Day 6: Sunday 19 August 2012

Start: 401km
End: 845km
Distance travelled: 444km (275 miles)

The wind definitely whistles through Brautaholt, and blustery as it is outside it is in nowhere near as blustery as it sounds. The day is bright and sunny, and it’s a shame we have to leave so soon, but we must and pack our bags once more, and depart.

The neighbours who we met last night who’s key it was in the side door and who share use of the hot tub have locked one door and I discover how to lock the front door to the shop. The downside being that once we leave there is no way to get back in. Better that I figure than to leave it unlocked…

Our road trip continues by, bizarrely enough taking the road south by way of a high pass, half way back to Borganess to get back onto the N1 north. The road is good and we arrive in Viđimyri for lunch and to visit one of only three tiny grass-roofed churches left in Iceland. Timbered inside, and around, the pulpit finally decorated it is beautiful and cosy as well it might for all the turf exterior. The gable walls are like dry leather, and make a solid wall to the building.

We have a picnic lunch outside the church whilst a friendly, heavily pregnant cat makes himself known to us, and then we continue on our way taking a slight detour – to Hólar.

• • • •

THE REQUEST:
Can you continue the Day 6 Iceland road-trip diary from its last sentence, keeping the same voice?

RECORDS SUPPLIED:
• • • •

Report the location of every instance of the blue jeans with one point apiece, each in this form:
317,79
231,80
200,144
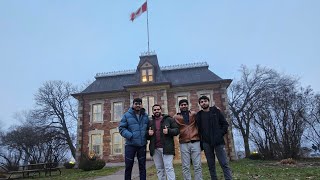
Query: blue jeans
163,163
219,151
130,153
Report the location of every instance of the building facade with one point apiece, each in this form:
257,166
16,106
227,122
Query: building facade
102,103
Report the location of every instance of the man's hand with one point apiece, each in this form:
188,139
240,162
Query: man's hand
165,130
150,132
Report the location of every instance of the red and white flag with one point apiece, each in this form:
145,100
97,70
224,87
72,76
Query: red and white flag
141,10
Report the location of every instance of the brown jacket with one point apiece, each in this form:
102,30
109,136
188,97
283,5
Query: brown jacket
188,132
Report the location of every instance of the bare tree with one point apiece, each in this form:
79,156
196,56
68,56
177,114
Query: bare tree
245,98
312,134
56,109
279,125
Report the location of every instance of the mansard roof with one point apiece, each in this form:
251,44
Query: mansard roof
176,75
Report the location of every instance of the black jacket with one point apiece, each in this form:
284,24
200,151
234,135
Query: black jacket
218,126
166,139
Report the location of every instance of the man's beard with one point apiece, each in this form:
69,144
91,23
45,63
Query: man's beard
205,106
157,115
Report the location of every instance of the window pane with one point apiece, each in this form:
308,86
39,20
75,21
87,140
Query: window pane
145,103
150,78
96,149
96,139
144,78
96,112
96,143
117,143
117,111
151,103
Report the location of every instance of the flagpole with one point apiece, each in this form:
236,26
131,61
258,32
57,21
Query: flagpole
148,25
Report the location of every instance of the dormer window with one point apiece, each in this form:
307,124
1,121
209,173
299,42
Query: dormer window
147,72
147,75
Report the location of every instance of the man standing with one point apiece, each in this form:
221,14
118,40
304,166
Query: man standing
189,141
162,129
212,127
133,127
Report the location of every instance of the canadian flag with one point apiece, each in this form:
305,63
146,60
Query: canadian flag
141,10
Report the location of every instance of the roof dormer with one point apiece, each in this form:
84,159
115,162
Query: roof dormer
146,72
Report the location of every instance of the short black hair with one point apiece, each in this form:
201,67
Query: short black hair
204,98
137,100
183,101
156,105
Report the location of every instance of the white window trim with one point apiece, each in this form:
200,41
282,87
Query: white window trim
102,111
92,132
187,94
154,102
112,131
211,102
122,100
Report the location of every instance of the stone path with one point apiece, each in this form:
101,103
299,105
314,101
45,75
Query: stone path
120,174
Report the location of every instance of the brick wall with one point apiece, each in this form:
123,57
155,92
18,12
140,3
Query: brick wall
163,96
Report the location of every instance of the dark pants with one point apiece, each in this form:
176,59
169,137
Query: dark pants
219,151
130,153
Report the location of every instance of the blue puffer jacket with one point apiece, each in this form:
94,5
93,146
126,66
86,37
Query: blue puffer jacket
134,129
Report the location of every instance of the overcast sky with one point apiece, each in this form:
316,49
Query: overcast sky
72,40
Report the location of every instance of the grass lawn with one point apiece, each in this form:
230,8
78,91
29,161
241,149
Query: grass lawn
256,169
76,174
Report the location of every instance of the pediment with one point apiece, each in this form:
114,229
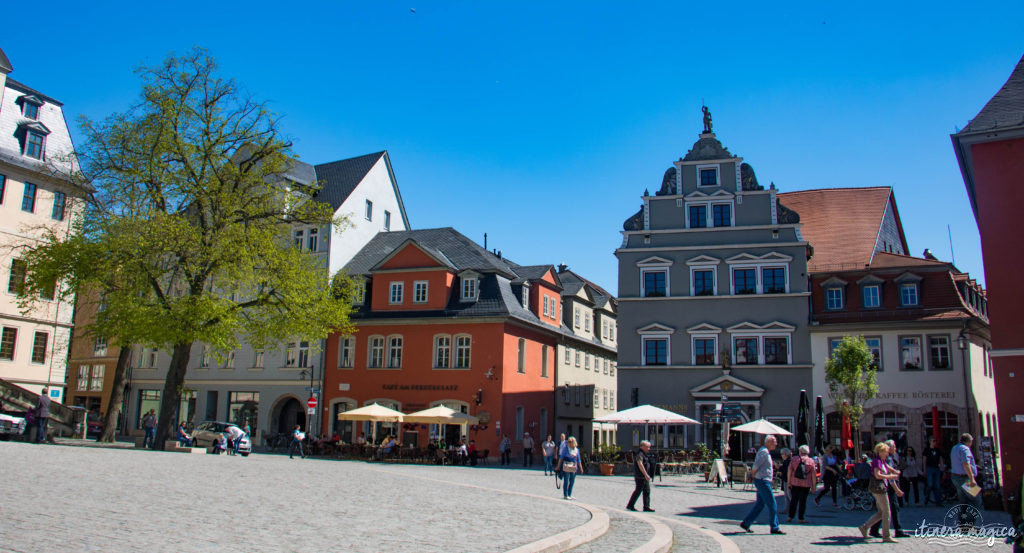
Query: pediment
704,260
728,385
769,257
705,328
655,328
653,261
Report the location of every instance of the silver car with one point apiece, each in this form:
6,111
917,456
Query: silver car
206,433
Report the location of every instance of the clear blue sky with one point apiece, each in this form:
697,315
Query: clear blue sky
542,125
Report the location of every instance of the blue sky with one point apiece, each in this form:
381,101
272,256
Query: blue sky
542,125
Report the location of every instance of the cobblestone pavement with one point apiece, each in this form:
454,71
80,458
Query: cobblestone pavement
79,499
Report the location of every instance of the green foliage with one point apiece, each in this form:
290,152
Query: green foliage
850,375
186,234
606,453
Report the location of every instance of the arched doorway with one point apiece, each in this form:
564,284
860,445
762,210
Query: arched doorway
290,412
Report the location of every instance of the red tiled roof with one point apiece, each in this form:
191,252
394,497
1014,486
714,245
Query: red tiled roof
842,224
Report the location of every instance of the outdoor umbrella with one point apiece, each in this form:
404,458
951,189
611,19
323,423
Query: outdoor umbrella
803,418
819,426
645,415
373,413
847,431
762,426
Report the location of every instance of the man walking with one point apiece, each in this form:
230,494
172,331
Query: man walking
642,470
933,472
527,451
505,448
42,415
763,472
965,470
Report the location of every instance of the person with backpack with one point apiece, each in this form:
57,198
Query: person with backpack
803,478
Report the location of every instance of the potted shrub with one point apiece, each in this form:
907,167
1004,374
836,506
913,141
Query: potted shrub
605,455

• • • •

FINAL RESULT:
‘Welcome home to Hólar’ is the traditional greeting to everyone when they arrive here, because no matter who you are or where you ar from or going to, Hólar is always home. There’s possibly the smallest cathedral in the world here and it was here that Christianity came to Iceland. It’s also home to one of the first printing presses in Iceland, and because of this one of the first copies of the Bible to be printed in Icelandic. There are also tales of beheading Bishops as well. Now it is part of the University and an agricultureal school and very, very peaceful – unbelievably peaceful.

Our journey continues – for another couple of hours back to the N1 and along – east – to Akureyri. Akureyri is the second city in Iceland but is little more than a small town by most standards. It even has its own international airport even if the runway is a reclaimed strip of land behind the causeway in the middle of fjord.

Our guesthouse, Ytra-Laugaland, is about 10 km south of Akureyri. There is something going on in the local community – all the postboxes at the ends of the drives are decorated, sometimes elaborately, sometimes incredibly inventively, with animals, birds, and people. And so we arrive at our destination – just like it looks in the brochure, a little red-roofed farm overlooking the river. Viborg, our host is an austere looking older lady who welcomes us in warmly, apologetic from the outset that the room we will be in tonight is not the same room we will be in for the following two nights. It doesn’t matter. The rooms are very comfortable. Vilborg is also quick to provide to use post-it note and the password for the wifi network – bonus as it means we can save £3 on Vodafone charges today.

We freshen up and change and head back out almost straight away to find somewhere to eat in Akureyri. Since my last, brief visit to Akureyri ten years ago (when Chas and Sarah left the rest of us in a gravel car park at the back of some industrial units whilst they did a Bónus shop) they’ve tidied up the water front and built The Hof – the Akureyri Culture House. Basalt and concrete it is a perfect circle and reminds me a little of the Harpa in Reykjavik.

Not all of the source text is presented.